- AIM A -
In the listing, swap "Extract" for "Outline" in the part that opens with the line containing "Extract white rugby shorts" and closes with the line containing "[35,58,85,125]". Give back only those lines, with nothing else changed.

Jeff Erickson, CS professor, University of Illinois at Urbana-Champaign

Answered Jan 19 · Upvoted by Victor Ng, studied Business Analytics at Georgia Institute of Technology and Pradyumna Shome, studies Computer Science at University of Illinois at Urbana-Champaign (2021)


You didn’t get lucky.

I’d estimate that Illinois got about 6000 applications for the Engineering CS major this year, for a target incoming class of about 250. Out of necessity, the university must reject applicants who are extremely highly qualified, applicants who would excel in the major, including valedictorians with perfect GPAs and perfect SATs and ridiculous extracurriculars and successful startup companies. Our classes are overflowing. We. Are. Full. We are hiring new faculty as fast as we can, but so is every other CS department. We cannot admit everyone that we really really really want to admit.

It sounds like you are more than qualified, but beyond that, it really is best to think of the admission process at any particular university as random . There is nothing you can do to guarantee admission to the CS program at Illinois. I imagine the same is true of every top CS program, including all the programs you list.

“Random” doesn’t mean totally out of your control. Maybe your extracurriculars look pro forma, with lots of participation but no clear evidence of leadership . Maybe your essay had lots of spelling and grammar errors, or even just a single annoying “you’re” instead of “your”. Maybe you came across as arrogant, or immature, or greedy, or entitled. Maybe your essay for Illinois didn’t say enough about why you want to study computer science at Illinois , as opposed to just wanting to study computer science somewhere, or just wanting a degree from a generic “top CS program”.

- AIM B -
From the admissions answer, list every adjective given for how an applicant might have come across.

- ROWS -

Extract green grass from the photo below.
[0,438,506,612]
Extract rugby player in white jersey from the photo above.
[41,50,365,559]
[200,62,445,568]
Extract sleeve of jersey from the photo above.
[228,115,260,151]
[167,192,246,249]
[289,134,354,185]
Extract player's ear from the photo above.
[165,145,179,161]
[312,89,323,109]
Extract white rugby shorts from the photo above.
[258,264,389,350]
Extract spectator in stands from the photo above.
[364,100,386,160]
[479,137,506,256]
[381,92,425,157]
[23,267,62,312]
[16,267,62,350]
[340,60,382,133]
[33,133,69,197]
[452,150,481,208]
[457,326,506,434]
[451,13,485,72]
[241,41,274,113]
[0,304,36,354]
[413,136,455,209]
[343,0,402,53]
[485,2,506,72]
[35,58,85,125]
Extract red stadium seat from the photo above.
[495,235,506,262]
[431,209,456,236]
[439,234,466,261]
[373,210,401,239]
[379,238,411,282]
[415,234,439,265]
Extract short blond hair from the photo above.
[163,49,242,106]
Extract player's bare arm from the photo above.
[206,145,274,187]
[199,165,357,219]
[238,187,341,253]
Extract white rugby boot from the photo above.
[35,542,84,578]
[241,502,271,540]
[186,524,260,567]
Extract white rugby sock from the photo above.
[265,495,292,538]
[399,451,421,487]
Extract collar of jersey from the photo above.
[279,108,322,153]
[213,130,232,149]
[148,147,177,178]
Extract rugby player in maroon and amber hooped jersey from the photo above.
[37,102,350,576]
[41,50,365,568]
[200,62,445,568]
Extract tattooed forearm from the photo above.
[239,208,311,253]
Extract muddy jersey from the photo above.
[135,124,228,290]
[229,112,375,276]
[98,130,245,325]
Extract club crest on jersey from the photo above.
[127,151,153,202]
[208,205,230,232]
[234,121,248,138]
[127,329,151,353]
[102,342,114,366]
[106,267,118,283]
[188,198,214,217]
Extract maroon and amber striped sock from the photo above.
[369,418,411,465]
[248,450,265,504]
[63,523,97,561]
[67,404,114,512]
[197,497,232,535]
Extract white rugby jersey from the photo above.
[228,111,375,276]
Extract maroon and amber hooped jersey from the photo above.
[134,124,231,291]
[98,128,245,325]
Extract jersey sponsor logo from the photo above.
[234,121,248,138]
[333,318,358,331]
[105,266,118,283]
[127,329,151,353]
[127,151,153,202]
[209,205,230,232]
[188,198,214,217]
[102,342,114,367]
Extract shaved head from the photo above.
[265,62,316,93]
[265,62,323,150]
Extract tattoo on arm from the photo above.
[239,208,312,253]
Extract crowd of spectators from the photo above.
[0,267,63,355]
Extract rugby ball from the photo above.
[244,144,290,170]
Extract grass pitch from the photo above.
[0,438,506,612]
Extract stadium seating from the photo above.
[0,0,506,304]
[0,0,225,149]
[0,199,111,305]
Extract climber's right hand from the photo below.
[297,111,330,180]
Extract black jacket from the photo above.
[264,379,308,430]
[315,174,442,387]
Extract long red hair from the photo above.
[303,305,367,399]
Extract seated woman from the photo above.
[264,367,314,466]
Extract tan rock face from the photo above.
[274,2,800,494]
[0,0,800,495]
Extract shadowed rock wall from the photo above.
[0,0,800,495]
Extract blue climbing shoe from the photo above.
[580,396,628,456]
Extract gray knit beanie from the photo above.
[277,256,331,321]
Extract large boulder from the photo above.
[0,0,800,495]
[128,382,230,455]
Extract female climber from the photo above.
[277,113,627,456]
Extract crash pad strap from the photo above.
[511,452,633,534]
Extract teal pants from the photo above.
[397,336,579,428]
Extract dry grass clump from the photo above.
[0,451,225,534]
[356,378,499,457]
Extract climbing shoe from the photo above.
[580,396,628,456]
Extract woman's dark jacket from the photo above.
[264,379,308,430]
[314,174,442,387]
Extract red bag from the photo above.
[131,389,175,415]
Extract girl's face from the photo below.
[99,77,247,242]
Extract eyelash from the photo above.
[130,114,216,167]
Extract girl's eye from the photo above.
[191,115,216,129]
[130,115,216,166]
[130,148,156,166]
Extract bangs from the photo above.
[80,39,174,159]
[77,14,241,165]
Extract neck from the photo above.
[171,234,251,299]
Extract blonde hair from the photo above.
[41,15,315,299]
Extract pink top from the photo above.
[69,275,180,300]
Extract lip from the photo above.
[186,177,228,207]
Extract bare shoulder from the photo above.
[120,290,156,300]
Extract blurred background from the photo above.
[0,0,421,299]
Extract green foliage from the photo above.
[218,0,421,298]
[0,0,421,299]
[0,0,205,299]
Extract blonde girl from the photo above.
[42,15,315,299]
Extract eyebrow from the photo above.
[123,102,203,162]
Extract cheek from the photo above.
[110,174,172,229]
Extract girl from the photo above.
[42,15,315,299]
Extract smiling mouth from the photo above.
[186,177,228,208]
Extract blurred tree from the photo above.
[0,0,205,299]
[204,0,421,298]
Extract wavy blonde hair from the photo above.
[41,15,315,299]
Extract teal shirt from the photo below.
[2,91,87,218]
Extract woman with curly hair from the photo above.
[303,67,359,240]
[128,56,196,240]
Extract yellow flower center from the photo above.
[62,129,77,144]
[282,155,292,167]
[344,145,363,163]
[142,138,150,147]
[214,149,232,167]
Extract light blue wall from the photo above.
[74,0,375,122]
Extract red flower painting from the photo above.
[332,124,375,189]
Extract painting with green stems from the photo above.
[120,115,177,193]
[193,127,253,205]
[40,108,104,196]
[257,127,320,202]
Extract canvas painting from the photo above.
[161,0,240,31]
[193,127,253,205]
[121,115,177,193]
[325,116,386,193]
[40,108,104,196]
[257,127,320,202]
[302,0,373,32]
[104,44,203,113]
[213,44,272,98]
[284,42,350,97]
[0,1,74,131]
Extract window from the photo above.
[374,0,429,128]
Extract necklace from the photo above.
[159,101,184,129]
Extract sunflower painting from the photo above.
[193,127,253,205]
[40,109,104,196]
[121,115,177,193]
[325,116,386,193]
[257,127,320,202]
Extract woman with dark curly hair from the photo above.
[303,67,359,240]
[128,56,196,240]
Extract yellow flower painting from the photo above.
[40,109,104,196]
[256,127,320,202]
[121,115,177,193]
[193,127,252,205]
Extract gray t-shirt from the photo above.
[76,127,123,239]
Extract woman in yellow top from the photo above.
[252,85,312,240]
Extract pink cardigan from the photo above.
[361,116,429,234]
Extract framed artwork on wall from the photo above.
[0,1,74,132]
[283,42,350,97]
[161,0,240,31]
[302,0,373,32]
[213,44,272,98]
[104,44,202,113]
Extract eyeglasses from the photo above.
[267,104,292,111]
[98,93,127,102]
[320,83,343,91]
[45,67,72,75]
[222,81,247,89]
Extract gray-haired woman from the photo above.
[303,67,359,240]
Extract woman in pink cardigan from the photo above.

- TASK RESULT A -
Outline white rugby shorts from the photo above.
[258,264,389,350]
Outline spectator in stands from the photo above.
[364,100,386,160]
[479,137,506,256]
[381,92,425,157]
[23,267,62,312]
[16,267,62,350]
[340,60,382,133]
[33,133,69,197]
[452,150,481,208]
[457,326,506,434]
[451,13,485,72]
[241,41,274,113]
[0,304,36,354]
[413,136,455,209]
[343,0,402,53]
[485,2,506,72]
[35,58,85,125]

- TASK RESULT B -
arrogant, immature, greedy, entitled